Dataset excerpts on object pointing:
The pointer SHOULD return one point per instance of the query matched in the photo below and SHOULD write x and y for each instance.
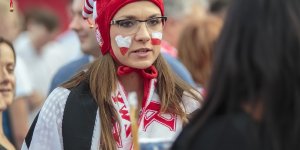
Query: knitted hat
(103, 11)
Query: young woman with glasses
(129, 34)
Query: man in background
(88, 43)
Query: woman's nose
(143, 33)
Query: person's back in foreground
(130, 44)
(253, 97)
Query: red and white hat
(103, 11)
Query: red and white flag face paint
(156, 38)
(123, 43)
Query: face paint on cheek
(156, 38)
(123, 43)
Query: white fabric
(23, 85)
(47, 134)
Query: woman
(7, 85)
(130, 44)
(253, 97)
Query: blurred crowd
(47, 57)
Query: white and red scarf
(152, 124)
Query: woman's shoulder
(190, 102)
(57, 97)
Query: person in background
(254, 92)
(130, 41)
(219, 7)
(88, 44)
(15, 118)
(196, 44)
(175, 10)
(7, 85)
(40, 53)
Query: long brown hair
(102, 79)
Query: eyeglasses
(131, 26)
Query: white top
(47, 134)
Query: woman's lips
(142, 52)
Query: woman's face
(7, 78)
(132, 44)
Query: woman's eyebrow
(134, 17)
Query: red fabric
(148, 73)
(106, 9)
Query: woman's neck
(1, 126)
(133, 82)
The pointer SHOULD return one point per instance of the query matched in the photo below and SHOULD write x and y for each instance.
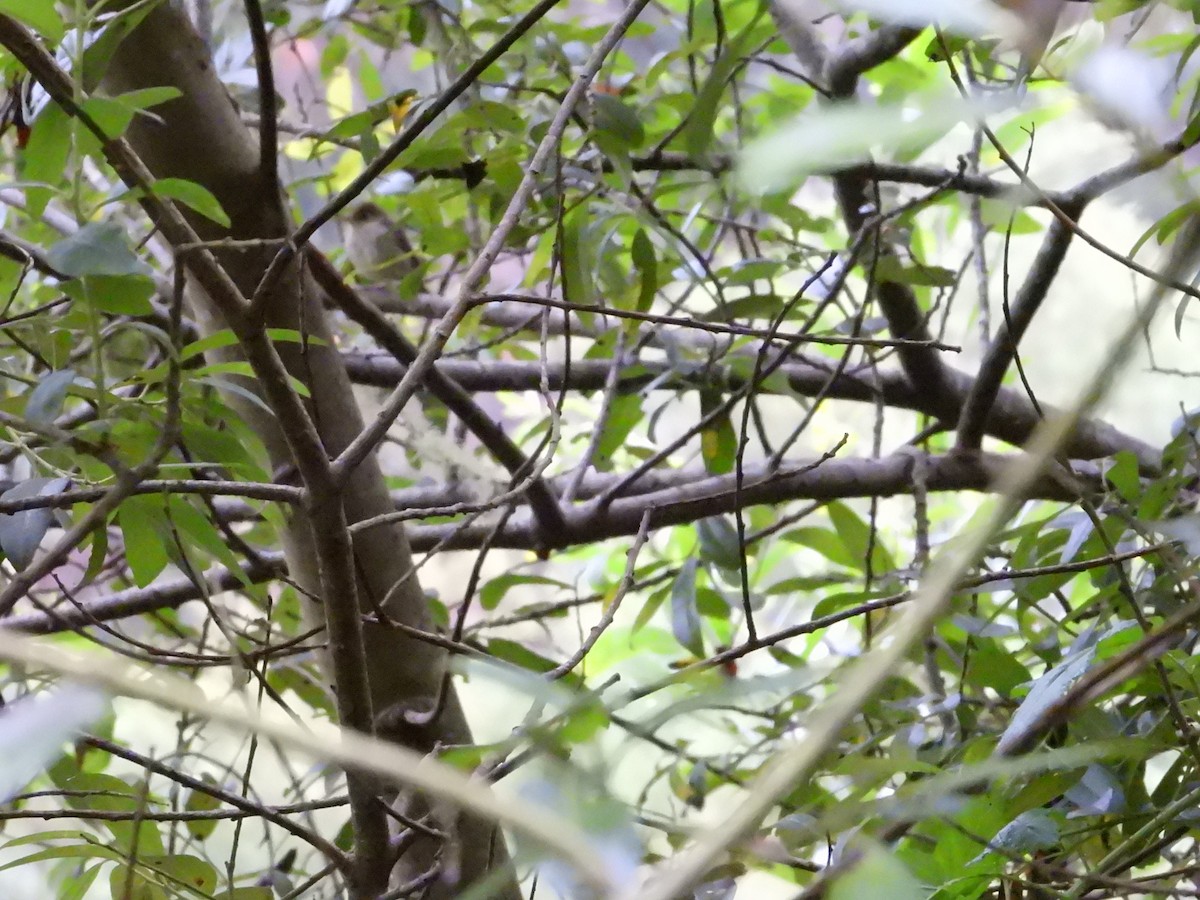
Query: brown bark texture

◆ Written task ◆
Quote all the lines above exactly as given. Do not include the pictures.

◆ Task solution ◆
The pointer SHOULD return one point per instance of the query matched in the photo below and SHOULD write x and y for each instance.
Query: knitted hat
(103, 11)
Query: young woman with glasses
(129, 34)
Query: man in background
(88, 43)
Query: woman's nose
(143, 33)
Query: person's back in foreground
(130, 44)
(253, 97)
Query: red and white hat
(103, 11)
Query: red and white flag face paint
(156, 38)
(123, 43)
Query: face paint on cheek
(156, 38)
(123, 43)
Query: white fabric
(23, 85)
(47, 134)
Query: woman
(7, 85)
(130, 44)
(253, 97)
Query: blurred crowd
(47, 57)
Query: white and red scarf
(152, 124)
Query: woman's shoulder
(190, 102)
(57, 97)
Query: person in background
(254, 92)
(130, 41)
(219, 7)
(88, 44)
(15, 118)
(196, 44)
(175, 10)
(7, 85)
(40, 53)
Query: long brown hair
(102, 79)
Query: eyeglasses
(131, 26)
Query: white top
(47, 134)
Query: woman's lips
(142, 52)
Query: woman's face
(7, 78)
(132, 44)
Query: woman's eyebrow
(134, 17)
Query: red fabric
(148, 73)
(106, 9)
Query: woman's neck
(1, 126)
(133, 82)
The pointer SHOULD return one point per instance of the query matched in the photo below and SHOULD write x and y for each instance.
Query: brown bark texture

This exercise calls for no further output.